● **TASK REQUIREMENTS**:
- A) Answer each question from the Nathdwara passage, one line per answer, marked like the questions.
(i) How far from Udaipur is Nathdwara, and in which direction?
(ii) Who institutionalised the worship of Shrinathji at Nathdwara?
(iii) What are members of the royal family of Nathdwara called?
- B) List every item that the Nathdwara passage says is not allowed.
- C) Decide whether each statement agrees with the Nathdwara passage. Answer yes or no, and quote the words from the passage that settle it.
(i) Before it was moved, the deity was kept at Agra for about six months.
(ii) Nathdwara lies on the banks of the Yamuna.
(iii) Lockers are available near the gate.

● **PASSAGE**:
============================================================

Nathdwara is a city in the Rajsamand district of the state of Rajasthan, India. It is located in the Aravalli hills, on the banks of the Banas River and is 48 kilometres north-east of Udaipur. Shrinathji, is a swarup of lord Krishna which resembles his 7-year-old "infant" incarnation of Krishna. The deity was originally worshiped at Jatpura, Mathura and was shifted in the year 1672 from Govardhan hill, near Mathura along holy river Yamuna after being retained at Agra for almost six months. Literally, Nathdwara means 'Gateway to Shrinathji (God)'.

Nathdwara is a significant Vaishnavite shrine pertaining to the Pushti Marg or the Vallabh Sampradaya or the Shuddha Advaita founded by Vallabha Acharya, revered mainly by people of Gujarat and Rajasthan, among others. Vitthal Nathji, son of Vallabhacharya institutionalised the worship of Shrinathji at Nathdwara. Today also the Royal king family of Nathdwara belongs to the lineage of vallabhacharya mahaprabhuji. They are called Tilkayat or tikaet of Nathdwara.

Daily Eight Darshan opens for devotees as per schedule by temple. Mangala, Shringar, Gwala, Rajbhog, Uthapan, Aarti, and Shayan.

Mobile phones, socks, and shoes are not allowed. There are lockers near the gate you can put your phone and shoes in.

== Religion ==

=== Vallabha Sampradaya ===
The religion of the town of Nathdwara is centered on the Pushtimarg sect of Vaishnava Hinduism and primarily the Shrinathji Temple.

============================================================

● **GIVEN MATERIAL**:
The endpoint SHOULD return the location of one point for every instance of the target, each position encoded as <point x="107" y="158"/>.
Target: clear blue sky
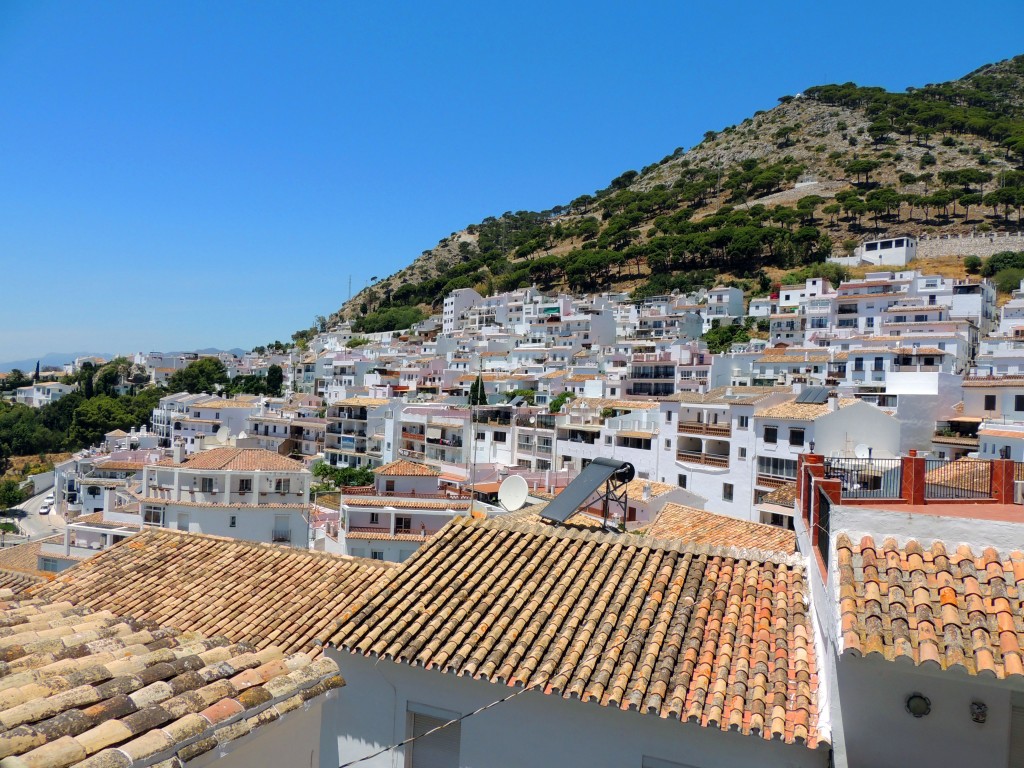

============================================================

● **ANSWER LIST**:
- A)
(i) 48 kilometres north-east of Udaipur.
(ii) Vitthal Nathji, son of Vallabhacharya.
(iii) Tilkayat or tikaet of Nathdwara.

- B) Mobile phones, socks, shoes

- C)
(i) Yes: "after being retained at Agra for almost six months"
(ii) No: "on the banks of the Banas River"
(iii) Yes: "There are lockers near the gate you can put your phone and shoes in."